The Battle of Sekigahara
After the death of Hideyoshi, Toshiie MAEDA took over his role as a guardian for Hideyori TOYOTOMI, before himself dying in 1599, and a factional struggle within the Toyotomi clan emerged between the military government group including Kiyomasa KATO and Masanori FUKUSHIMA and the civilian government group including Mitsunari ISHIDA and Yukinaga KONISHI. Ieyasu TOKUGAWA of the Gotairo (Five Elders) took advantage of the struggle to enhanced his influence in the Toyotomi family. When Mitsunari ISHIDA was attacked by seven generals in the military government group, including Kiyomasa, Mitsunari was rescued by Hideie and Yoshinobu SATAKE (Ukyo no Daifu [Master of the Western Capital Offices]).
In 1600, when Ieyasu dispatched troops on behalf of Kagekatsu UESUGI, Mitsunari ISHIDA took the opportunity to make Terumoto MORI a leader and they raised their armies to overthrow Ieyasu. As a vice general of the Western Camp, Hideie, together with Mitsunari ISHIDA and Yoshitsugu OTANI, issued orders to behead Ieyasu and then became the main force of the Western Camp. Joining the attack on Fushimi-jo Castle as a supreme commander, and actively taking part in the Battle of the Sekigahara as a main force (the second largest force of 17,000 soldiers after Ieyasu's main force), he fought in the fierce battle against Masanori FUKUSHIMA's force on the Eastern Camp. However, due to the betrayal of Hideaki KOBAYAKAWA, who was a member of the Toyotomi family, the Western Camp was routed and the Ukita force were destroyed.
It is said that Hideie was furious about the betrayal of Kobayakawa's force and said, 'I'll go into the Kobayakawa's camp to hack at Hideaki,' but he was stopped by his vassal Takenori (全登) AKASHI and reluctantly withdrew.
After the Battle of the Sekigahara the Ukita family's status and territory were taken as a punishment, and Hideie fled to Mt. Ibuki, before he disguised himself and escaped with the help of Yoshihiro SHIMAZU of Satsuma Province, and then was sheltered in Ushinego (present Tarumi City, Kagoshima Prefecture). Legend has it that Hideie tried to rule Ryukyu at that time.
In 1603, however, Hideie was handed over to Ieyasu by Tadatsune SHIMAZU (Yoshihiro's son) because there was a rumor going round that 'the Shimazu clan is sheltering Hideie.'
When Hideie was transferred, he ordered two vassals accompanying him to serve in the Shimazu clan. One of them changed his name to Iyo HONGO and became the first master of Japanese archery for Shigemasa TOGO, the founder of the Heki-ryu school of archery in Satsuma Province.

- **Collected data**
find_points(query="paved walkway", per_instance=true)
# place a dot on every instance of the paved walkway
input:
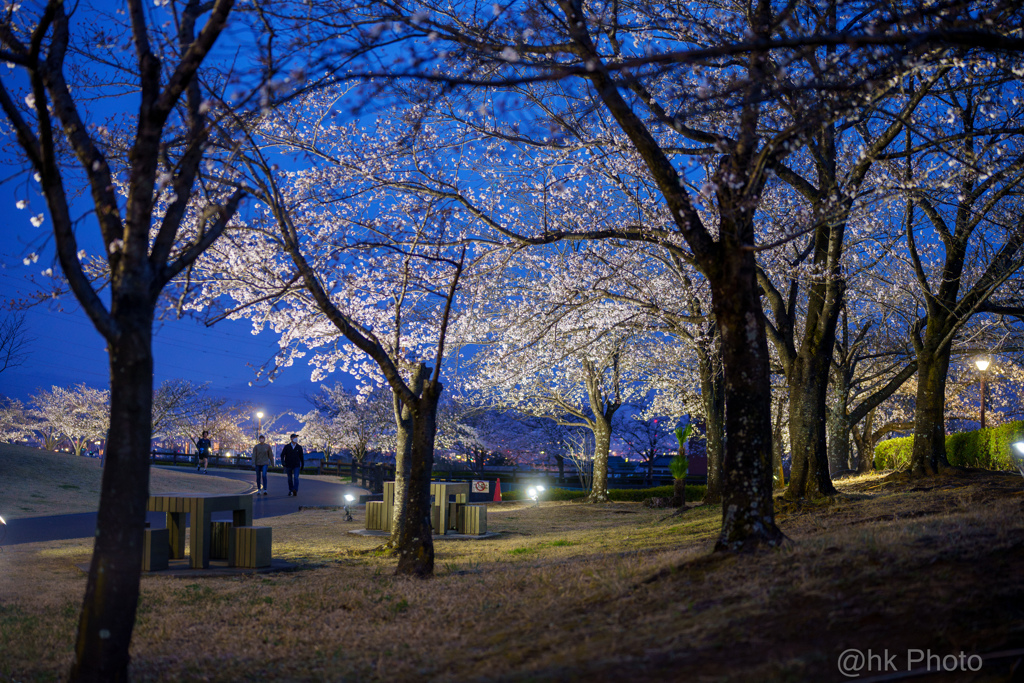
(312, 493)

- **Your tasks**
1 - In the passage on the Battle of Sekigahara, how many soldiers made up Hideie's force at the battle?
2 - Extend the passage on the Battle of Sekigahara, picking up right after its final sentence.

- **Task-by-task outputs**
1 - 17,000 soldiers

2 -
Thanks to pleas from Tadatsune SHIMAZU and Hideie's relative Toshinaga MAEDA, however, the punishment was reduced by one degree and he escaped the death penalty, and he was confined in Mt. Kuno in Suruga Province instead. In 1606, he was sent to Hachijo-jima Island of the Izu Island chain as the first exile in the official history of the Province. In Hachijo-jima Island, he changed his name to Hisafuku and stayed there for 50 years, supported by his wife's family, the Maeda clan; and Masanari HANAFUSA, an old vassal of the Ukita family. It is said that he was treated better than other exiles because he was a person of high rank.
Having said that, it seems living in Hachijo-jima Island was inconvenient for him, and he was the subject of anecdotes, such as 'he was given alcohol in charity by Masanori FUKUSHIMA's vassal who, by chance, had come to Hachijo-jima Island to take shelter from a storm,' and 'he was treated to rice balls by a local magistrate of Hachijo-jima Island.'
He died on December 17, 1655.
He died at the age of 83
At that time, it was already the reign of Shogun Ietsuna TOKUGAWA, the 4th seii taishogun (literally, great general who subdues the barbarians") of the Edo bakufu (Japanese feudal government headed by a shogun).
One theory has it that although he was set free under an amnesty after the Ieyasu's death, Hideie stayed in Hachijo-jima Island. The Ukita family were destroyed as feudal lords, but the blood linage was passed on to descendants of his first and second sons who were deported to Hachijo-jima Island with Hideie. The family moved to Tokyo in the Meiji period, and a family of a descendant who returned to Hachijo-jima Island still continues to take care of his grave. The stone statues of Hideie and Gohime facing the west (Bizen Province) have been erected on the Nanbara Beach in Ogago, Hachijo-jima Island where Hideie is said to have fished.
His homyo (posthumous Buddhist name) is Sonkoinden shugetsu Hisafuku Daikoji.
His lawful wife, Gohime's homyo is Jushoinden Meishitsu Juko Daizenjoni.
His grave can be found at Inaba-bochi Cemetery in Ogago, Hachijo-jima Island, Tokyo and the Tansenzan Yakuojuin Toko-ji Temple in Itabashi Ward, Tokyo
He lived longest among the feudal lords who fought in the Battle of the Sekigahara.
He often called himself Hashiba or Toyotomi, not Ukita, and strongly felt that he belonged to the Toyotomi family.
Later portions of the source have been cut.